TASK TO CARRY OUT: Print every line of the listing below, starting with the line that holds "Exercise. Tag every instance of the pointe shoe" and going on through the line that holds "Exercise. Tag every instance of the orange", both included, and print nothing else.

INFORMATION SHOWN:
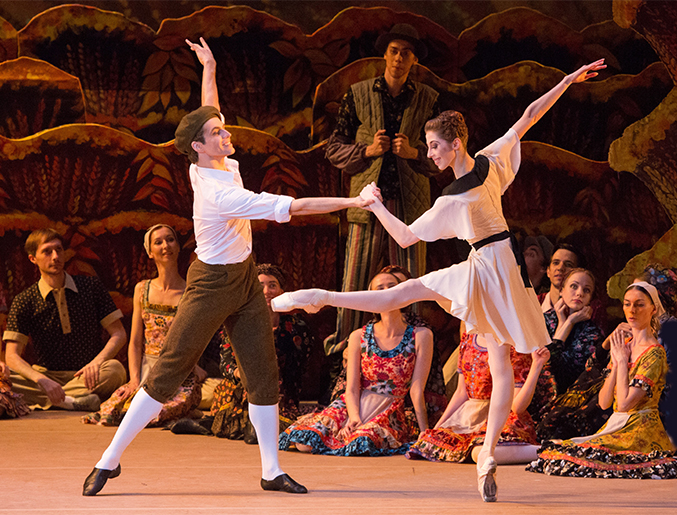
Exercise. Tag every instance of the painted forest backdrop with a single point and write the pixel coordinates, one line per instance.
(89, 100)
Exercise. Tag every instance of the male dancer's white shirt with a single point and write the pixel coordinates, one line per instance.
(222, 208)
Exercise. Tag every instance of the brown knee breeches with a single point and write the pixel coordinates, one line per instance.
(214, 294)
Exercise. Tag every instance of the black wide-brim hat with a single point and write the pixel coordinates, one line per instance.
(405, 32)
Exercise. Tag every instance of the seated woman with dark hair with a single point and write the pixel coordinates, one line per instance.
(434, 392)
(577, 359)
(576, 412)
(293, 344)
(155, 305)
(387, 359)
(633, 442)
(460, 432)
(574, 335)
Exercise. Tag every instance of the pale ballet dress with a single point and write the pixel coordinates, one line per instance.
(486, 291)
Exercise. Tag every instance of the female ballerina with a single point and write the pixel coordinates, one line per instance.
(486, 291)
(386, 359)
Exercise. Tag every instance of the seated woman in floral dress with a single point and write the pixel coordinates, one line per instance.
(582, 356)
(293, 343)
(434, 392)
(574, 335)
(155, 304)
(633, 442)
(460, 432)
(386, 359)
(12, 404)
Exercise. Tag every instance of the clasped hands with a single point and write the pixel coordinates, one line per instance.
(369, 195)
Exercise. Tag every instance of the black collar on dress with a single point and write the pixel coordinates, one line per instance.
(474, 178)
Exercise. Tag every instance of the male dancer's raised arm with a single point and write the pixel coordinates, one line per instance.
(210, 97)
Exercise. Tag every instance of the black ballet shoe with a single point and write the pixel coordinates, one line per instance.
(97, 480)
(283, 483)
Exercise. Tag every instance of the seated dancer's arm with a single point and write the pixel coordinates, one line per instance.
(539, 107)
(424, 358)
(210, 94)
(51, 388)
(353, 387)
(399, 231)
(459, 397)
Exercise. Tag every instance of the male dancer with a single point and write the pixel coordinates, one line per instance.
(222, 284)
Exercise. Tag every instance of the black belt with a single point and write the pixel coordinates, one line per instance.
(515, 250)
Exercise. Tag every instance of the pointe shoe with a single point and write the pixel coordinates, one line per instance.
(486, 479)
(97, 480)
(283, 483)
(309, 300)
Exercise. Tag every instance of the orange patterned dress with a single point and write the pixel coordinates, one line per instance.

==

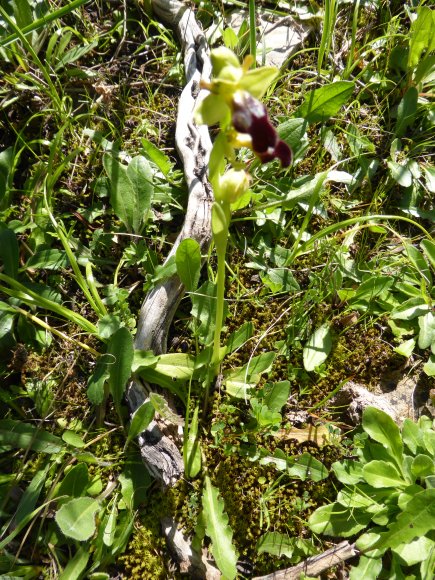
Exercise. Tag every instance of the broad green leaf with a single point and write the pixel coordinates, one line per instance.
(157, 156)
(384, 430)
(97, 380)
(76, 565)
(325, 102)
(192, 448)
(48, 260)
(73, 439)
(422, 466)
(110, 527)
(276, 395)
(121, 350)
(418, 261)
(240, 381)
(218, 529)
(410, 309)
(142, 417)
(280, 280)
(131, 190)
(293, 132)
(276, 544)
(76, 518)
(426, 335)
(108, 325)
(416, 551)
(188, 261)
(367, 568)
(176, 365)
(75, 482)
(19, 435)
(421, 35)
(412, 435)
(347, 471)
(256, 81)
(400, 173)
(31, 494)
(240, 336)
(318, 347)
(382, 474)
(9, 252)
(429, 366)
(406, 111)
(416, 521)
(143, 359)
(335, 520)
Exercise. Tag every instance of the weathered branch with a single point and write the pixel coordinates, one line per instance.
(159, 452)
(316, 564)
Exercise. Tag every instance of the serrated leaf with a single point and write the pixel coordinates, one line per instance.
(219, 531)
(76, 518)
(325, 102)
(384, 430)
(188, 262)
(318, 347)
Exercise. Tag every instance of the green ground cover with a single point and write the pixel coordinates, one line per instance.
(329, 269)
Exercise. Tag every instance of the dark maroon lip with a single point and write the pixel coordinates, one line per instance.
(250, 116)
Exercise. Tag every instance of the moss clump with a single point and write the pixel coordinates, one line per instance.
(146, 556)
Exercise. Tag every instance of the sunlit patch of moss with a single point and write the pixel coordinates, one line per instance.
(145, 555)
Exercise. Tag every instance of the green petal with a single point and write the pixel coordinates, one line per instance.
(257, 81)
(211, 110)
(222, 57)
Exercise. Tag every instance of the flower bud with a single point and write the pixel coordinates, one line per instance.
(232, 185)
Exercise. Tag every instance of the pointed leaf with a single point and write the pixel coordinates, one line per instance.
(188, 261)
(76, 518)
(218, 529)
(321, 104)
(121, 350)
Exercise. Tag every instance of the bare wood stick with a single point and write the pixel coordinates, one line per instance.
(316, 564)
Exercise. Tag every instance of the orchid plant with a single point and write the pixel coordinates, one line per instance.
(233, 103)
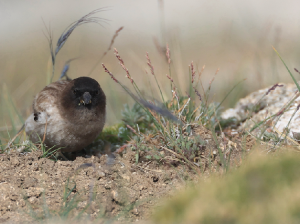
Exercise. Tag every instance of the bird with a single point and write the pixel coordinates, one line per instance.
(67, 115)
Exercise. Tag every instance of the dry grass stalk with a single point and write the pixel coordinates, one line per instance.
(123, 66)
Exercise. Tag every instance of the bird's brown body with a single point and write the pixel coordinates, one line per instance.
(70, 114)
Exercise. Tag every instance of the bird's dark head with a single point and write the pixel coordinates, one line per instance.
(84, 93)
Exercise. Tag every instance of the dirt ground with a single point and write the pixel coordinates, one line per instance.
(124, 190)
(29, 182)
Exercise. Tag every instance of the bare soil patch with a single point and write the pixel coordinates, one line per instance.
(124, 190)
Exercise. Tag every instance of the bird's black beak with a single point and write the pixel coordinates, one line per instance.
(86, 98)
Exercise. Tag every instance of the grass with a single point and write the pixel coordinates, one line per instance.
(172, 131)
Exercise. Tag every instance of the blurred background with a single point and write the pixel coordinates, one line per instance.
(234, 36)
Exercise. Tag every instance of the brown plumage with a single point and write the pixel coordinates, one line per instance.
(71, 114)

--

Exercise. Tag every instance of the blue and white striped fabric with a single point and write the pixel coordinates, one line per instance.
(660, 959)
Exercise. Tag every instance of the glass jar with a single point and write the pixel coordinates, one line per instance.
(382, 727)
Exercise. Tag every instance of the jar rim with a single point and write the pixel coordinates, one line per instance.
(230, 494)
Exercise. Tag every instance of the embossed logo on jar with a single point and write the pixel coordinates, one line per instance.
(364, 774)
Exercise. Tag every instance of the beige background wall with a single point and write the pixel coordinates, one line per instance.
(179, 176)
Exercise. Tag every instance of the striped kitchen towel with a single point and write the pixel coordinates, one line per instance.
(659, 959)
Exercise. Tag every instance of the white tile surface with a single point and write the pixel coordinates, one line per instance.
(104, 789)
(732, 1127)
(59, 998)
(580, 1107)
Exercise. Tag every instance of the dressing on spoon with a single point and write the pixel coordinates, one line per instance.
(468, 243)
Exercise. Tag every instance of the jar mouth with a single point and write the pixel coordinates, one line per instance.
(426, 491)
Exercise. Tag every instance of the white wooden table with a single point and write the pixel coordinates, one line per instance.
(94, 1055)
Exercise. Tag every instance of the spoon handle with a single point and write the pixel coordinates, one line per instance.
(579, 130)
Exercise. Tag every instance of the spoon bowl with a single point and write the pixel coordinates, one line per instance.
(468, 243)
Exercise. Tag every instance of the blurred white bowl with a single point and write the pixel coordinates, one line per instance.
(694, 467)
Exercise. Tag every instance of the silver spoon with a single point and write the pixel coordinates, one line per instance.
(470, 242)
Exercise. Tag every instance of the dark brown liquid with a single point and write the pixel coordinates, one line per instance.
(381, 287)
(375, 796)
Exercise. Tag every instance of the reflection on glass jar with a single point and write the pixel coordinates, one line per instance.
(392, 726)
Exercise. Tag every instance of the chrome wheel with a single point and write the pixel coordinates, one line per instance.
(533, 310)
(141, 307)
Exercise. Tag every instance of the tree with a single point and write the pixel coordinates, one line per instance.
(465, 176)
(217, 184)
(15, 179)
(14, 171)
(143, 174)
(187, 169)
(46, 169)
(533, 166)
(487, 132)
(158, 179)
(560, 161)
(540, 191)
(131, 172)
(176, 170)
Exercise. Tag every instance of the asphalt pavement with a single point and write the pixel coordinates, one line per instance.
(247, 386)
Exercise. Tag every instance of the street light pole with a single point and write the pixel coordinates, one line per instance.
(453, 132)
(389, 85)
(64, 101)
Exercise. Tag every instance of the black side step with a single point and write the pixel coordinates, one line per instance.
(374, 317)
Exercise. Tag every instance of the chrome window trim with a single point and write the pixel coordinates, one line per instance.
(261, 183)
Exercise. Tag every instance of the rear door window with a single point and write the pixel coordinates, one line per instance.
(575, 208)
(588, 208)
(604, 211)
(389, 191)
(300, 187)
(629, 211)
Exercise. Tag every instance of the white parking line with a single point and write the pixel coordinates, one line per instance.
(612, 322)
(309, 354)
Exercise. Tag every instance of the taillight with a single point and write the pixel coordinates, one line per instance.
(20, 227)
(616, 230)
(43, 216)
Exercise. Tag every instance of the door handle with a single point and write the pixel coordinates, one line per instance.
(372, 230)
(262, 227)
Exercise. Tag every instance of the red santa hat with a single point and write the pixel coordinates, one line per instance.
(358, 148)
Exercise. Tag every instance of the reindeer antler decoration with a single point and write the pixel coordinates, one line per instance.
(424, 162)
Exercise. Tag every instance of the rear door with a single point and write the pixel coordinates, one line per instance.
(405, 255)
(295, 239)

RESULT OF THIS TASK:
Exercise. Tag every instance of the pointe shoe with a single point and write the pixel coordinates, one line per instance.
(486, 479)
(97, 480)
(283, 483)
(309, 300)
Exercise. Tag every instance of the orange patterned dress with a single point and write the pixel coordinates, one line per instance.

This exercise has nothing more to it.